*** Supplied material ***

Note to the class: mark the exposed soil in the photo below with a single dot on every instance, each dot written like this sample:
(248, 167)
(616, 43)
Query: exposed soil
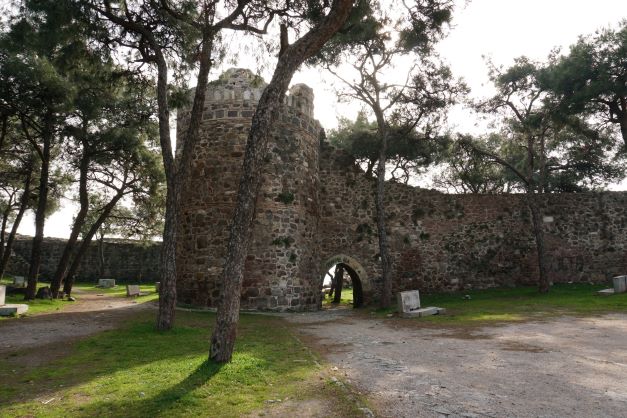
(555, 368)
(90, 314)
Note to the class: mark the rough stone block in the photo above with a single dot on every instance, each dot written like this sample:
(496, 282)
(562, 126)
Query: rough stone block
(13, 309)
(408, 301)
(419, 313)
(132, 290)
(106, 283)
(620, 284)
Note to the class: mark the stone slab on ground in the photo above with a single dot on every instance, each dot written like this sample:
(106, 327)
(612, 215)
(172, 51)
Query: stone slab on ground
(418, 313)
(13, 309)
(106, 283)
(408, 301)
(620, 284)
(132, 290)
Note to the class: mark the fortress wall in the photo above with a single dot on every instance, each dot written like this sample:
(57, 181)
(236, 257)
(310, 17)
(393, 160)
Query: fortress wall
(125, 260)
(450, 242)
(281, 270)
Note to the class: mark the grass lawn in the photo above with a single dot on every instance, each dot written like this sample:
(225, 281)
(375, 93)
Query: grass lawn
(519, 304)
(138, 372)
(39, 306)
(147, 290)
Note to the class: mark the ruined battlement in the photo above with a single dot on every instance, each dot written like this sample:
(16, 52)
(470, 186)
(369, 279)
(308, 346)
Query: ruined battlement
(316, 208)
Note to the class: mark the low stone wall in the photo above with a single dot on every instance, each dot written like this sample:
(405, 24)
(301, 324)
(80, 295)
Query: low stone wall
(124, 260)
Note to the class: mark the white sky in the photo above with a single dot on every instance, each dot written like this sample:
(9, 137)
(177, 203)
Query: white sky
(499, 29)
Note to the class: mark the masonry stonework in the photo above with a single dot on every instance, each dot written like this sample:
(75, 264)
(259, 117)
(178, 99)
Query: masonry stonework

***

Your task: The entries above, without their pictures, should be written out exactly.

The completed task:
Note to the class: mark the exposed soil in the photo below with a single dot on every instance, each dot written like this sample:
(248, 167)
(616, 43)
Query: exposed soil
(555, 368)
(90, 314)
Note to the class: mark the rough stone block in the photo above with a single dot on every instance, each dot written like this sample:
(496, 282)
(562, 126)
Query: rough stone block
(13, 309)
(408, 301)
(419, 313)
(132, 290)
(106, 283)
(620, 284)
Note to the class: mark the stone slab on ground in the photo above with a single dot on every instance, each dot written like this sample:
(106, 327)
(612, 215)
(172, 51)
Query: stone slab on ground
(418, 313)
(13, 309)
(106, 283)
(408, 301)
(620, 284)
(132, 290)
Note to the class: mark the fortress wall in the photo above with a single dot on every instance, each dot written like this sample:
(57, 181)
(236, 257)
(310, 17)
(393, 160)
Query: fortress wall
(125, 260)
(450, 242)
(281, 270)
Note to the class: mark the grass lawn in the photo above with a single dot on every instance, each dot written like this sample:
(225, 281)
(375, 93)
Query: grass lawn
(519, 304)
(138, 372)
(39, 306)
(147, 290)
Note to the class: mark the ruined battlement in the photo above with a single dot on every instance, each dot written like this sample:
(16, 52)
(470, 186)
(369, 279)
(308, 346)
Query: ruined battlement
(316, 208)
Note to the class: mark the low stone wall in the photo above with a single dot on every instance, each dot written like this sample:
(405, 24)
(301, 324)
(80, 295)
Query: low stone wall
(124, 260)
Note to the class: mark the white sky in the photo above with a single dot on every instance, each dot written like this sample:
(9, 137)
(177, 203)
Query: white sky
(499, 29)
Note to the class: mark the masonry stonework in the photo above with a single dot on every instance, each dot written like this sample:
(75, 264)
(259, 117)
(178, 99)
Query: masonry stonework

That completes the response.